The vast majority of polymers are insulating by nature, meaning that electricity does not pass easily through them. But there exists a small and special class of polymers that can in fact pass electrons through their bulk. Some conductive polymers were first shown to exhibit high electrical conductivity in the 1970s -- work that was later awarded a Nobel Prize in Chemistry.

Recently, researchers including those in Zhao's lab have tried using conductive polymers to fabricate soft, metal-free electrodes for use in bioelectronic implants and other medical devices. These efforts have aimed to make soft yet tough, electrically conductive films and patches, primarily by mixing particles of conductive polymers, with hydrogel -- a type of soft and spongy water-rich polymer.

Researchers hoped the combination of conductive polymer and hydrogel would yield a flexible, biocompatible, and electrically conductive gel. But the materials made to date were either too weak and brittle, or they exhibited poor electrical performance.

"In gel materials, the electrical and mechanical properties always fight each other," Yuk says. "If you improve a gel's electrical properties, you have to sacrifice mechanical properties, and vice versa. But in reality, we need both: A material should be conductive, and also stretchy and robust. That was the true challenge and the reason why people could not make conductive polymers into reliable devices entirely made out of gel."

Electric spaghetti

In their new study, Yuk and his colleagues found they needed a new recipe to mix conductive polymers with hydrogels in a way that enhanced both the electrical and mechanical properties of the respective ingredients.

"People previously relied on homogenous, random mixing of the two materials," Yuk says.

Such mixtures produced gels made of randomly dispersed polymer particles. The group realized that to preserve the electrical and mechanical strengths of the conductive polymer and the hydrogel respectively, both ingredients should be mixed in a way that they slightly repel -- a state known as phase separation. In this slightly separated state, each ingredient could then link its respective polymers to form long, microscopic strands, while also mixing as a whole.

----

_What needs to be done_
Repeat the passage on conductive polymer gels from "Electric spaghetti" up to and including "as a whole.", changing "phase separation" to "phase segregation".

----

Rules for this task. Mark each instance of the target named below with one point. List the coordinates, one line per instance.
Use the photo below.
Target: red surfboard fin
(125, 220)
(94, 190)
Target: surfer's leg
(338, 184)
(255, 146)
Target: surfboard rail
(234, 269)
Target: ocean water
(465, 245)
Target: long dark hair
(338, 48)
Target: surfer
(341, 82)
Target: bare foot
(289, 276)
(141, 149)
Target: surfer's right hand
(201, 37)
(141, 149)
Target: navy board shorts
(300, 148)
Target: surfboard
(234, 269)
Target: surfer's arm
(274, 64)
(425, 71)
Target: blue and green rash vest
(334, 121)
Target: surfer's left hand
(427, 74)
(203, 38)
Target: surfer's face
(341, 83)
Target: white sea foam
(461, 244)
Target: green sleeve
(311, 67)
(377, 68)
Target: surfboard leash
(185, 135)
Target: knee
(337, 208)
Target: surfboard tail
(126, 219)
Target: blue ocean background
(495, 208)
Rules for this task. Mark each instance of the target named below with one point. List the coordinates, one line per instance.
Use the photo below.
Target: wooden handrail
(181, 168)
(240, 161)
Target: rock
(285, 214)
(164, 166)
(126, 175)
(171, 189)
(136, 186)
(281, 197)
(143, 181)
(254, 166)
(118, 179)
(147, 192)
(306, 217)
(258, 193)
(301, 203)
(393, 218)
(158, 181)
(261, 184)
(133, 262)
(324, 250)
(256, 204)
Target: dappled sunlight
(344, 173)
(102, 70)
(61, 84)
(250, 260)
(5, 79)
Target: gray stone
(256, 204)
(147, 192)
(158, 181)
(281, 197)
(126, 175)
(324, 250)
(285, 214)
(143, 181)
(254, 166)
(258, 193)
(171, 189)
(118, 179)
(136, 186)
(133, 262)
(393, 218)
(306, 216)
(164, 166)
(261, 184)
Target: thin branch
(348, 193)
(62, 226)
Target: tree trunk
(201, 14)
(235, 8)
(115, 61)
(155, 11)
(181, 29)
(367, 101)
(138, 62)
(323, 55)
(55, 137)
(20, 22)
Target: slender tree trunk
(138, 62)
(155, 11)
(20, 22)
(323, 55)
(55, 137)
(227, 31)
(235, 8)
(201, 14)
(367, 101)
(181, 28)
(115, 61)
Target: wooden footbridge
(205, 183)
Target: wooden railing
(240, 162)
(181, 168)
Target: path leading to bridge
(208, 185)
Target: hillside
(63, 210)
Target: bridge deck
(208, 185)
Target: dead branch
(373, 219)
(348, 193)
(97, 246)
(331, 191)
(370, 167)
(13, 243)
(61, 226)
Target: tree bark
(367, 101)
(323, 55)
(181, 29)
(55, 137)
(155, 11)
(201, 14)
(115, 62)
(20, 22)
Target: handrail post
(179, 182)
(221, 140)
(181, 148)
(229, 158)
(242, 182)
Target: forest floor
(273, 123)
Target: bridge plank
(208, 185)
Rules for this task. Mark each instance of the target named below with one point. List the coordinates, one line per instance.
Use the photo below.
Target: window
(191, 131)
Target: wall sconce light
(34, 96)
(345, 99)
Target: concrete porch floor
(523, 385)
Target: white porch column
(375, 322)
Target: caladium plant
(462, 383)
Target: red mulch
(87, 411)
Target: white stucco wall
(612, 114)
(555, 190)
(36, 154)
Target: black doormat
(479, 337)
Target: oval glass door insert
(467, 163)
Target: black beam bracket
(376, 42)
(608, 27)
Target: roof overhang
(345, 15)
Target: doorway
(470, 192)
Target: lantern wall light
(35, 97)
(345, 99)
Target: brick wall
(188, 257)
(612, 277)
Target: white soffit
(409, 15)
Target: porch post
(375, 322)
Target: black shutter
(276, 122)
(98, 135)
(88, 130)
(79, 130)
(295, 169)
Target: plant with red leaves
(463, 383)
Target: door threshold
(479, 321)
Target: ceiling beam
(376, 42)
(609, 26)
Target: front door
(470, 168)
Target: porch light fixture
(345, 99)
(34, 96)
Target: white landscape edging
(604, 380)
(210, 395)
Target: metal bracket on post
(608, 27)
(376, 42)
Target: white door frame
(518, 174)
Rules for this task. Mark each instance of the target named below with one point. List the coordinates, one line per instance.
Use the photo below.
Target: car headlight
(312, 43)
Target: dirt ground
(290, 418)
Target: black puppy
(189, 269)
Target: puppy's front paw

----

_Response to the exercise_
Electric spaghetti

In their new study, Yuk and his colleagues found they needed a new recipe to mix conductive polymers with hydrogels in a way that enhanced both the electrical and mechanical properties of the respective ingredients.

"People previously relied on homogenous, random mixing of the two materials," Yuk says.

Such mixtures produced gels made of randomly dispersed polymer particles. The group realized that to preserve the electrical and mechanical strengths of the conductive polymer and the hydrogel respectively, both ingredients should be mixed in a way that they slightly repel -- a state known as phase segregation. In this slightly separated state, each ingredient could then link its respective polymers to form long, microscopic strands, while also mixing as a whole.